Could you retype all of the lines below exactly, leaving the pictures out of your answer?
—————
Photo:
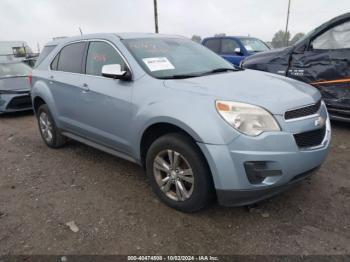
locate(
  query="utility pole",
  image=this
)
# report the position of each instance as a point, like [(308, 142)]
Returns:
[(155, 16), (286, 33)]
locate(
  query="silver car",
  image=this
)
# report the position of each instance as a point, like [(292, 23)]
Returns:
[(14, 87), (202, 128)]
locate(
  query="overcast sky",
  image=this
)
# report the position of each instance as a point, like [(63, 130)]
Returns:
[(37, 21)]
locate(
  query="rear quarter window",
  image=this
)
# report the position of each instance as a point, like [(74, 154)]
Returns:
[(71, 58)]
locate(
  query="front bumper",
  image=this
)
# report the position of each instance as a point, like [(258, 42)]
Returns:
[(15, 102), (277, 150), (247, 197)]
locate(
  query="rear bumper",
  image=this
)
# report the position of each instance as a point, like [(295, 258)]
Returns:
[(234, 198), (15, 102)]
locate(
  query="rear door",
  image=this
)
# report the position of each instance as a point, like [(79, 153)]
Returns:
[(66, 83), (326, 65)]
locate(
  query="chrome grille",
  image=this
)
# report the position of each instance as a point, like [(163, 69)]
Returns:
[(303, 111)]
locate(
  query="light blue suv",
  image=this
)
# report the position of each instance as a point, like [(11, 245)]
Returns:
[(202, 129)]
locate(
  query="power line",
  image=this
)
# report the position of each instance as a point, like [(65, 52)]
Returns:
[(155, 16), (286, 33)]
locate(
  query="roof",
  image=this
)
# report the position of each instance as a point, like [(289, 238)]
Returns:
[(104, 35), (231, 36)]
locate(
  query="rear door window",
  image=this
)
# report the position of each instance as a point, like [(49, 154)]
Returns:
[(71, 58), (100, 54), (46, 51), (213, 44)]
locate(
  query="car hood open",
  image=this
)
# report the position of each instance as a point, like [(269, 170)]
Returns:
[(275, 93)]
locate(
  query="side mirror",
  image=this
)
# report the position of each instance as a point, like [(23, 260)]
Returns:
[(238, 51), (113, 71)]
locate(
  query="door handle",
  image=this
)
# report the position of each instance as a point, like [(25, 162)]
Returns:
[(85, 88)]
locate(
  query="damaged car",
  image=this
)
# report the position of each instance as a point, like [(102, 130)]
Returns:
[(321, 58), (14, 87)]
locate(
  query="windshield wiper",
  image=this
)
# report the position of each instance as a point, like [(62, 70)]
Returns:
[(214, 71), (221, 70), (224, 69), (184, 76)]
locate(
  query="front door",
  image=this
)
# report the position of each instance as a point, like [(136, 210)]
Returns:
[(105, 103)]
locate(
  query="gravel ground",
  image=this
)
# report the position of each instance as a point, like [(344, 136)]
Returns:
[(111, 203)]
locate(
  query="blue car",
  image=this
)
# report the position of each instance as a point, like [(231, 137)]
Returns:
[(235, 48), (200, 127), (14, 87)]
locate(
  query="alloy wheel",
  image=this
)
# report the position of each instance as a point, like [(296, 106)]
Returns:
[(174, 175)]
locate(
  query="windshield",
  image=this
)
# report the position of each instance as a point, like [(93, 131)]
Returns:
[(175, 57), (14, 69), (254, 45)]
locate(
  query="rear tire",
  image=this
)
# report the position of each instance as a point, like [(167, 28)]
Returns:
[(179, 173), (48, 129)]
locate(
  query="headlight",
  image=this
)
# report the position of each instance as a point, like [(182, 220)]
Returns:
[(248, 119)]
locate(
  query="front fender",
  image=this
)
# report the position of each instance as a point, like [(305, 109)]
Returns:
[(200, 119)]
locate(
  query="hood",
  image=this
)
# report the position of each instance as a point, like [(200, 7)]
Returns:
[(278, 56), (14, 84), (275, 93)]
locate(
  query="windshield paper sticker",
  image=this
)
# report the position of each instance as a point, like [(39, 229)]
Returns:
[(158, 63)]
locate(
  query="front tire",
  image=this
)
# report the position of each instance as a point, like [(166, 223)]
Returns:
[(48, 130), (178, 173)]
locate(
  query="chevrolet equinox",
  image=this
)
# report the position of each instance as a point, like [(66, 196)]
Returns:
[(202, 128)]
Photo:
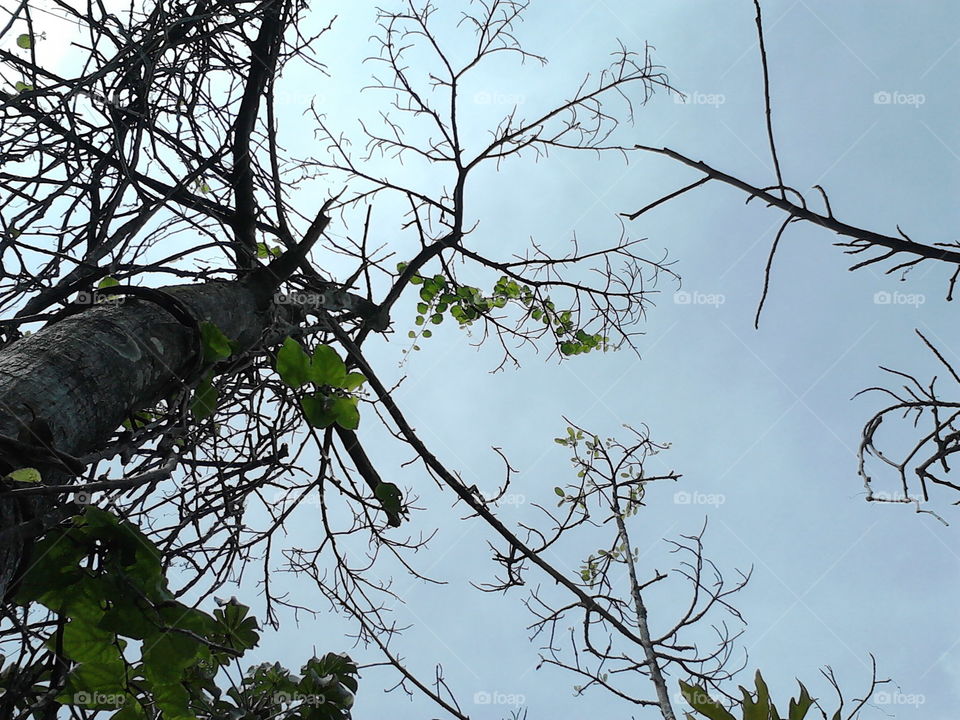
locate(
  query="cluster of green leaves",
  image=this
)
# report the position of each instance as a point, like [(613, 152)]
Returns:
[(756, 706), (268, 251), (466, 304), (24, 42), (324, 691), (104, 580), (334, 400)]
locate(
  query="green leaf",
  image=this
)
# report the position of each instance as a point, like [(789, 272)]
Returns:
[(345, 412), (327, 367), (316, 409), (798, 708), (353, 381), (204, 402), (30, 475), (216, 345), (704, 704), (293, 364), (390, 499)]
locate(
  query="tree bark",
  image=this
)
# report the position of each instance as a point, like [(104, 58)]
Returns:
—————
Finished task »
Photo:
locate(
  query="utility pole",
  image=this
)
# report the position of each instance as a point, like [(308, 142)]
Returns:
[(155, 16), (286, 33)]
locate(
  query="silver car",
  image=this
)
# report the position of each instance as a point, like [(292, 23)]
Returns:
[(14, 87), (202, 128)]
locate(
  query="overcast sky",
  image=this
)
# report the position of each instance as a point, like [(63, 130)]
Returns:
[(37, 21)]
locate(
  query="rear quarter window",
  image=this
)
# report the position of each instance as a point, like [(74, 154)]
Returns:
[(71, 58)]
locate(
  query="front bumper",
  image=this
)
# report the position of each instance as a point, like [(258, 42)]
Returns:
[(15, 102), (277, 150), (247, 197)]
locate(
  query="rear bumper",
  image=this
)
# report the position of each instance as a point, like [(295, 258)]
Returns:
[(234, 198), (15, 102)]
locate(
  query="rear door",
  image=this
)
# report the position of each instance as a point, like [(79, 153)]
Returns:
[(66, 83), (326, 65)]
locate(
  query="chrome grille",
  image=this
)
# report the position of each instance as a point, like [(163, 69)]
Returns:
[(303, 111)]
locate(
  query="light blue suv",
  image=this
)
# report the position of each instance as a point, like [(11, 245)]
Returns:
[(202, 129)]
locate(
  query="power line",
  image=this
)
# report the position of each instance as a point, like [(65, 52)]
Returns:
[(155, 16), (286, 33)]
locate(
  query="roof",
  image=this
)
# report the position of each instance as a point, like [(289, 238)]
Returns:
[(104, 35), (231, 36)]
locate(
  query="rear door window",
  image=this
)
# report the position of each instance as a point, like [(49, 154)]
Returns:
[(71, 58), (100, 54), (46, 51), (213, 44)]
locate(
  query="car hood open",
  image=this
)
# report the position of each instance as a point, like [(269, 170)]
Returns:
[(275, 93)]
locate(
  query="side mirror",
  image=this
)
# report the position of each instance as a point, like [(23, 260)]
Returns:
[(238, 51), (113, 71)]
locate(
  query="door handle",
  image=this
)
# report the position of each instance as a point, like [(25, 162)]
Returns:
[(85, 88)]
locate(
  query="damaged car",
  image=this
)
# report the position of each instance as a point, like [(102, 130)]
Returns:
[(321, 58), (14, 87)]
locate(
  query="windshield wiper",
  image=this
)
# report the position of each instance as a point, like [(62, 70)]
Returns:
[(214, 71), (221, 70), (224, 69), (184, 76)]
locate(
  query="front door",
  image=this
)
# report the position of each instance as a point, like [(136, 210)]
Returns:
[(105, 103)]
locate(
  query="gravel ground",
  image=this
)
# report the position of each instance as a point, like [(344, 136)]
Returns:
[(111, 203)]
locate(
  query="blue car",
  image=this
)
# report the position of each instance as a point, like [(231, 137)]
Returns:
[(235, 48), (200, 127), (14, 87)]
locate(
  query="alloy wheel",
  image=this
)
# report the position of each instance as a point, like [(296, 106)]
Returns:
[(174, 175)]
locate(
  query="windshield",
  image=this
)
# report the position of each instance as a point, like [(93, 131)]
Returns:
[(175, 57), (14, 69), (254, 45)]
locate(
  query="rear tire",
  image=this
)
# report the position of each instance as a point, like [(167, 28)]
Returns:
[(179, 173), (48, 129)]
locate(
  query="headlight",
  image=this
)
# report the position of each instance as a point, like [(182, 220)]
Returns:
[(248, 119)]
locate(
  query="front fender",
  image=this
)
# report the position of each instance as a point, like [(305, 109)]
Returns:
[(200, 119)]
locate(
  query="hood",
  image=this
)
# report the position of each instance as a point, like [(200, 7)]
Returns:
[(278, 56), (14, 84), (275, 93)]
locate(
  query="windshield paper sticker",
  image=this
)
# report the position of each instance as a point, like [(39, 229)]
Returns:
[(158, 63)]
locate(
  query="front tire",
  image=this
)
# report the position of each instance as a point, like [(166, 223)]
Returns:
[(48, 130), (178, 173)]
locate(
  query="chevrolet equinox",
  image=this
)
# report the position of each instance as a point, like [(66, 196)]
Returns:
[(202, 128)]
Photo:
locate(
  query="cluster of green leaves",
  image=this
)
# report the position of each instance as a point, like [(613, 152)]
Returns:
[(756, 706), (268, 251), (466, 304), (24, 42), (324, 691), (104, 580), (334, 400)]
locate(
  query="green leaf",
  image=this
)
# report the position of each instance as a point, like [(789, 272)]
Returns:
[(345, 412), (327, 367), (316, 409), (798, 708), (353, 381), (204, 402), (30, 475), (216, 345), (704, 704), (293, 364), (390, 499)]
locate(
  query="tree bark",
  image=this
)
# report the position of each instance as a point, like [(104, 58)]
Returns:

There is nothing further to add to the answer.